start

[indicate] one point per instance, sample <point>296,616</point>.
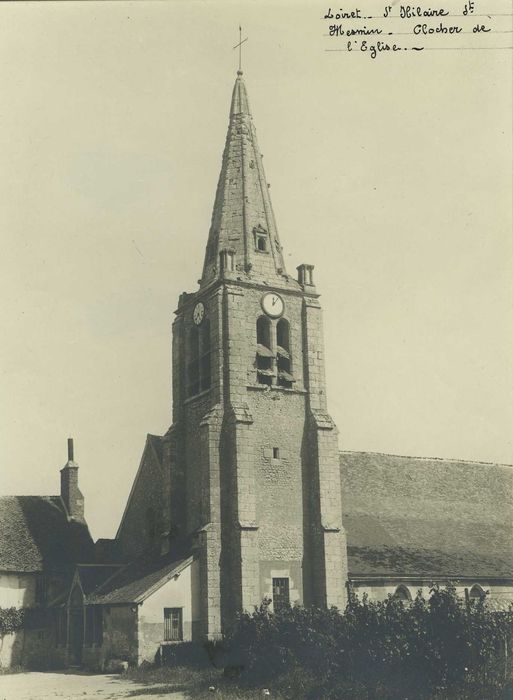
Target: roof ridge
<point>436,459</point>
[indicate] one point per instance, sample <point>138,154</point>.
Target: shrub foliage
<point>379,649</point>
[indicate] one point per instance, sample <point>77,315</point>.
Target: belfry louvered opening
<point>199,369</point>
<point>273,353</point>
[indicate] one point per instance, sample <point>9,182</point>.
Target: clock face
<point>272,304</point>
<point>199,313</point>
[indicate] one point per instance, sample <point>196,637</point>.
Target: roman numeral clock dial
<point>199,313</point>
<point>272,304</point>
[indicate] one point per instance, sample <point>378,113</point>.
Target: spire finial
<point>70,449</point>
<point>239,46</point>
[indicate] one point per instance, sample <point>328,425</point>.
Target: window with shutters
<point>199,372</point>
<point>264,355</point>
<point>402,593</point>
<point>173,625</point>
<point>281,594</point>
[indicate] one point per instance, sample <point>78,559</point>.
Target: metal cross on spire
<point>239,46</point>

end

### Exercise goal
Print all of the items above word for word, without the picture.

### Complete answer
[indicate] one point per instance, sample <point>296,616</point>.
Target: roof ridge
<point>436,459</point>
[indicate] one point per instance, sample <point>138,154</point>.
Target: shrub foliage
<point>379,649</point>
[indicate] one point per instance, sample <point>77,315</point>.
Target: belfry louvered opening
<point>199,369</point>
<point>273,353</point>
[indicate] one point per instance, sample <point>9,182</point>.
Target: clock face
<point>272,304</point>
<point>199,313</point>
[indicate] one point per instance, sample <point>196,637</point>.
Target: roman numeral clock dial
<point>199,313</point>
<point>272,304</point>
[indicate] one point per instance, sample <point>378,113</point>.
Target: spire finial
<point>70,449</point>
<point>239,46</point>
[indicate] one point per instance, sample <point>328,425</point>.
Target: window with shutters
<point>199,372</point>
<point>264,355</point>
<point>402,593</point>
<point>173,625</point>
<point>281,594</point>
[indicate] one point per instance, sample <point>78,559</point>.
Target: metal cross on spire
<point>239,46</point>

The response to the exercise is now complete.